EXERCISE OBJECTIVE: Please copy out, word for word, everything in the items below from the line containing "For every instance of the white" down to the end of the items, including both of those ends.

PROVIDED ENTRIES:
☆ ☆ ☆ ☆ ☆

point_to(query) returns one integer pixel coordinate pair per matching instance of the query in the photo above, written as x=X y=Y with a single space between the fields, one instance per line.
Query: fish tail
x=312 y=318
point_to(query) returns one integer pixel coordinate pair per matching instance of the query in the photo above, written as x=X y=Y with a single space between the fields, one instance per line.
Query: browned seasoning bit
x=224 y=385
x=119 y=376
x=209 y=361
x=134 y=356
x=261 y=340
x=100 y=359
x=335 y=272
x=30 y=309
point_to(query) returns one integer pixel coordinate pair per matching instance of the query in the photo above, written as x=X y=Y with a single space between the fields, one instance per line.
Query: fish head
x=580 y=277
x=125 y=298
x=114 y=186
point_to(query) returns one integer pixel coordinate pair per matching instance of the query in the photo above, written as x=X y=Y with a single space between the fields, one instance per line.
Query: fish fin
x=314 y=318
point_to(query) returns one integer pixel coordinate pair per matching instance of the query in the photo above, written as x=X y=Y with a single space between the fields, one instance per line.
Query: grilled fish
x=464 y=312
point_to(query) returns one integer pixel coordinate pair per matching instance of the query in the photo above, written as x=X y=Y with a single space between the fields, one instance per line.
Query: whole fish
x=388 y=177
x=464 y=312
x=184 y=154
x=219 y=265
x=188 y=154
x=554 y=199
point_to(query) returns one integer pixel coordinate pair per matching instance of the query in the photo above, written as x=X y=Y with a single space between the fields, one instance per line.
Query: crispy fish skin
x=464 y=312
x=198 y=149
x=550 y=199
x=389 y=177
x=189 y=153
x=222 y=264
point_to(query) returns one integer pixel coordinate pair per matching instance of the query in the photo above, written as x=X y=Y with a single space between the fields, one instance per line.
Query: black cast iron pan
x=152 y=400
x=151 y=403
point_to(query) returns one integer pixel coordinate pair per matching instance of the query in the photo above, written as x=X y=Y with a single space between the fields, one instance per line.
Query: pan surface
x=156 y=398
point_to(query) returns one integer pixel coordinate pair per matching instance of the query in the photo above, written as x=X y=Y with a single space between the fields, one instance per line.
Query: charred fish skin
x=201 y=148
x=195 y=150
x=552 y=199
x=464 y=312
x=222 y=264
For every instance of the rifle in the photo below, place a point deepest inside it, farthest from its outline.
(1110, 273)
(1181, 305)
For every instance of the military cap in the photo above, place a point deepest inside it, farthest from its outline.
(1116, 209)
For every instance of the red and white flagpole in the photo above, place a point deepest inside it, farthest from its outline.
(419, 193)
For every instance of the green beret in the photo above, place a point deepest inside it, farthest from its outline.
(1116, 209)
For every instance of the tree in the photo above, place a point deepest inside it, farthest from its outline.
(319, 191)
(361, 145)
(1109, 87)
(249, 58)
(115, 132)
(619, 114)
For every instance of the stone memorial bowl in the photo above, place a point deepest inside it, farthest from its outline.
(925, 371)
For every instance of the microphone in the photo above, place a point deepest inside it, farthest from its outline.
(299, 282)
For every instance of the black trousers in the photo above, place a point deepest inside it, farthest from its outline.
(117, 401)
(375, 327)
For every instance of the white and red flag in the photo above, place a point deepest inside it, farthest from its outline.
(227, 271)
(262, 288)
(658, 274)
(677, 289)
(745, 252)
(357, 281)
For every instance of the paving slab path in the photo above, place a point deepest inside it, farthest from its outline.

☆ ☆ ☆ ☆ ☆

SOLUTION TO THE EXERCISE:
For every instance of the white and red flag in the photo above, place a point deepest inside it, farthest from its outline.
(227, 271)
(262, 288)
(658, 274)
(677, 289)
(745, 252)
(357, 281)
For every instance of the paving slab path in the photo above, place a point deepest inside it, farthest from its outline.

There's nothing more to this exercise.